» **Exercise tasks**
1. Using the passage on check feeding, explain why active correction of the intercheck gap G is limited to the remaining length C of the second check.
2. Carry the passage on adjusting the intercheck gap forward from its last sentence.
* BEGIN Text provided *
In the preferred embodiment it is desired to operate the document feeder at maximum throughput rate near the minimum desired intercheck gap for the checks of maximum length. Shorter checks will then effect a correspondingly smaller intercheck gap which may be actively increased check-by-check as required by temporarily reducing the speed of the separation roller 30 to correspondingly increase the intercheck gap as the second check 12 b is driven by the separation roller.
The desired amount of intercheck gap change is simply the difference between the measured gap and the desired gap which is preferably slightly greater than the minimum gap design requirement. And, the active gap correction may be effected by increasing speed of the separation roller for decreasing gaps, or decreasing speed of the separation roller for increasing gaps relative to the nominal transport speed of the transport roller 34.
In order to precisely adjust the intercheck gap, the leading edge 18 of the second document 12 b is detected by the sensor 48 upon commencement of interruption of the light beam thereto, at which time the first encoder 50 corresponding with the rotary position of the separation roller 30 is suitably position stamped by the controller. As shown in FIG. 4, position stamping of the leading edge 18 of the second check 12 b corresponds with a constant advance length A between the optical sensor 48 and the last pinch point at the end of the driving control of the separation roller 30 for the second check prior to transferring transport control to the downstream transport roller 34. The minimum check length B is another constant value, and the difference C between the minimum check length and the advance length A is the minimum remaining length of the second check subject to control of the separation roller 30 prior to being discharged downstream therefrom.
Accordingly, active correction of the intercheck gap G may occur in some or all of the remaining length C of the second check under control of the separation roller 30. The speed of the separation roller 30 may be changed in a myriad of combinations within the available remaining check length C for actively adjusting the intercheck gap G from its initial measured value.
* END Text provided *
* BEGIN Given information *
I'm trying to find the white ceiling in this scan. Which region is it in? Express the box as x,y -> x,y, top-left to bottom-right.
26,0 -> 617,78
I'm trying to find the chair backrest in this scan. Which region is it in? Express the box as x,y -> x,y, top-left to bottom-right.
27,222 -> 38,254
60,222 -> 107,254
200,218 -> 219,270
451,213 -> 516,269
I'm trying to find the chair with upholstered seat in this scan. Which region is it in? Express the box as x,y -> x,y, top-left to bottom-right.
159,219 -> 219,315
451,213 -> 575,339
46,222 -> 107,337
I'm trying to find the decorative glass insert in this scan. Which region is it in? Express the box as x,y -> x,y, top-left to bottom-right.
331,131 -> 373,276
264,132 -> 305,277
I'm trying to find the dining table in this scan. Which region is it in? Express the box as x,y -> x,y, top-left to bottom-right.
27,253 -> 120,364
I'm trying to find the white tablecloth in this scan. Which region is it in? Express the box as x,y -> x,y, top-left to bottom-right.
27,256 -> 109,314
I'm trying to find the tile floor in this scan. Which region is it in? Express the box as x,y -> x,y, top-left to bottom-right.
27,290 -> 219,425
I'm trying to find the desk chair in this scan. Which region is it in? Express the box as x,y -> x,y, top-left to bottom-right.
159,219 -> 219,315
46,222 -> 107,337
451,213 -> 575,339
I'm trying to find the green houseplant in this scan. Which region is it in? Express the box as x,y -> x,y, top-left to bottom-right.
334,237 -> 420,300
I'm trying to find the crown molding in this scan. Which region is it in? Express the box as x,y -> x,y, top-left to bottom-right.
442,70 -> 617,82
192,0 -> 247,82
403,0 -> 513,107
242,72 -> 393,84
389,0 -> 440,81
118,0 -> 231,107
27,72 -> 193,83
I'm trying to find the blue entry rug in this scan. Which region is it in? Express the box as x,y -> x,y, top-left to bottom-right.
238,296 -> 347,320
* END Given information *
» **Responses in order**
1. When the sensor detects the leading edge of the second check, the check has a constant advance length A left before the separation roller's last pinch point, where control passes to the transport roller. The difference between the minimum check length B and A is C, the minimum remaining length of the check still under the separation roller's control. The gap can be corrected only by changing that roller's speed, so correction must happen within length C.

2.
For example, the separation roller 30 may be temporarily halted to increase the intercheck gap as desired. The duration of the roller halt is simply the time required to increase the intercheck gap the desired amount based on the transport speed of the downstream first check 12 a. The halt time is simply the desired gap increase divided by the linear speed of the downstream check 12 a, with any suitable adjustment for electrical and mechanical response delays.
However, in the preferred embodiment illustrated in FIG. 4, the intercheck gap spacing between the two checks 12 a,b is increased by simply reducing the speed of the separation roller 30 to a speed below the nominal transport speed thereof, but greater than zero. Since the remaining length C for active gap correction is relatively long, the desired gap correction may be effected over the entire length C which typically requires only slight reduction in the speed of the separation roller 30.
After the speed of the separation roller 30 is temporarily changed for effecting the desired active correction of the intercheck gap G, the speed change of the separation roller is terminated to return the separation roller to its nominal transport speed, which is preferably equal to the transport speed of the transport roller 34, prior to actively adjusting the intercheck gap of the next check being carried by the separation roller. In this way, the gap between each two successive checks being carried between the separation and transport rollers is initially measured, compared with the desired intercheck gap, and adjusted either up or down as required by correspondingly changing the speed of the separation roller 30 on the fly.
The active gap correction implemented in the embodiment illustrated in FIG. 4 simply introduces the single optical sensor 48 between the separation and transport rollers, the high precision rotary position encoders 50,52, and a suitably high speed controller 46 for effecting the corrections in the milliseconds required as each check is transported at the relatively high rate of 600 dpm in the preferred embodiment. Although rotary encoders and controllers are conventional, the high precision rotary position encoders 50,52 and cooperating controller 46 used in the FIG. 4 embodiment have increased costs associated therewith. Cost is a significant competitive factor in the production of commercial high speed check processing machines, and therefore it is desired to effect active gap correction at reduced costs.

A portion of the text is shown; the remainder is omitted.